#### WHAT TO WORK ON
Identify all lines of the data containing the string "necktie" and copy them.

#### ENTRIES PROVIDED
--------------------------------------------------
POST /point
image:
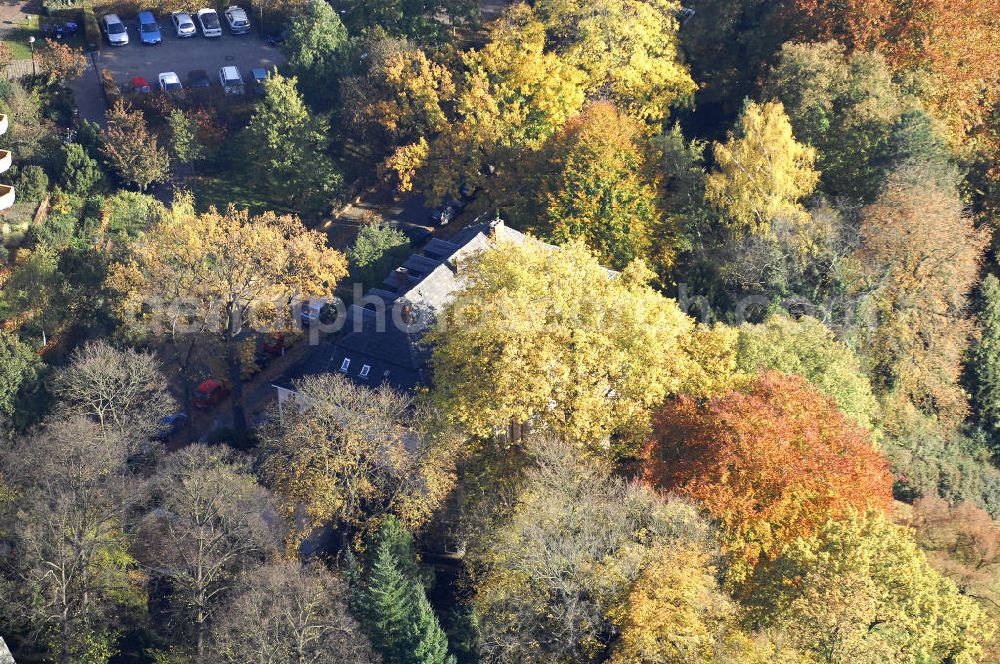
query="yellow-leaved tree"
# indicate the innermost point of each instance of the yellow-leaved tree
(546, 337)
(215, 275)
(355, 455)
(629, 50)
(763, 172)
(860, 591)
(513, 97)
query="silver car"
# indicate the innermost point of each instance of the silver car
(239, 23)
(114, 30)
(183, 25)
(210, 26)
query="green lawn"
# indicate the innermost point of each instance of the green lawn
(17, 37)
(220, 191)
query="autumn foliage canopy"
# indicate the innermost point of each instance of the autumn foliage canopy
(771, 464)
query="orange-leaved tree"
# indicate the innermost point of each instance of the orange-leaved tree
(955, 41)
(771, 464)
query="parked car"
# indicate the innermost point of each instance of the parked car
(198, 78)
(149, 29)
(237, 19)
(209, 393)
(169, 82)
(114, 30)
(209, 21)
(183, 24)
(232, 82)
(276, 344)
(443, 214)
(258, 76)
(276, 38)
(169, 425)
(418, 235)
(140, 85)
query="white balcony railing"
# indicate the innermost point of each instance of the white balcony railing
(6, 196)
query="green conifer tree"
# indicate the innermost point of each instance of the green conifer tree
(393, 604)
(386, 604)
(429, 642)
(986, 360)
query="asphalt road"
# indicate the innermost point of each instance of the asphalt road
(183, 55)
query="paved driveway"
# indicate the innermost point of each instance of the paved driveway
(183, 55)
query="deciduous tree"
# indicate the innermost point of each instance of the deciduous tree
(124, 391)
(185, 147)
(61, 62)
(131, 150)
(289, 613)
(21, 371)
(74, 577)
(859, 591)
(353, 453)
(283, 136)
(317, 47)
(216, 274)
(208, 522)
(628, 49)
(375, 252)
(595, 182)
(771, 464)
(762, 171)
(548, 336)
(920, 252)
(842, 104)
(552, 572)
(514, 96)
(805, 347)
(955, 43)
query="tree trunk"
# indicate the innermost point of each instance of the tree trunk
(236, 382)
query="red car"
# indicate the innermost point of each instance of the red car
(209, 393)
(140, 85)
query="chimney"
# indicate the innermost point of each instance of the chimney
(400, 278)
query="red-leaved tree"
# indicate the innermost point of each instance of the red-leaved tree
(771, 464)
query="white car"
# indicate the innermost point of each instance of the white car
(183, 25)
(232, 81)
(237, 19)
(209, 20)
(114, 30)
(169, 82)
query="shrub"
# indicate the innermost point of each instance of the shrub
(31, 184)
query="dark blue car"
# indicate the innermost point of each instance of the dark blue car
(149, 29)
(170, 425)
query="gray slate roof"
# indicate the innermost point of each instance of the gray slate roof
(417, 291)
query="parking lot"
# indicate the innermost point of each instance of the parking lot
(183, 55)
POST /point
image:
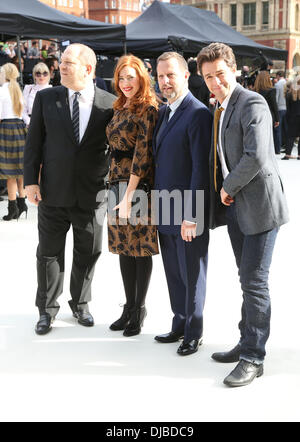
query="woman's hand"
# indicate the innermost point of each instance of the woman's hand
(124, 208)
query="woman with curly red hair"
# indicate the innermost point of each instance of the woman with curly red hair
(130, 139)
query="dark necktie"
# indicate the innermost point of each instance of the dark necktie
--------------------------------------------------
#### SOLUTION BELOW
query="dark necktie"
# indicate the innermost point of each instance of the dark necktie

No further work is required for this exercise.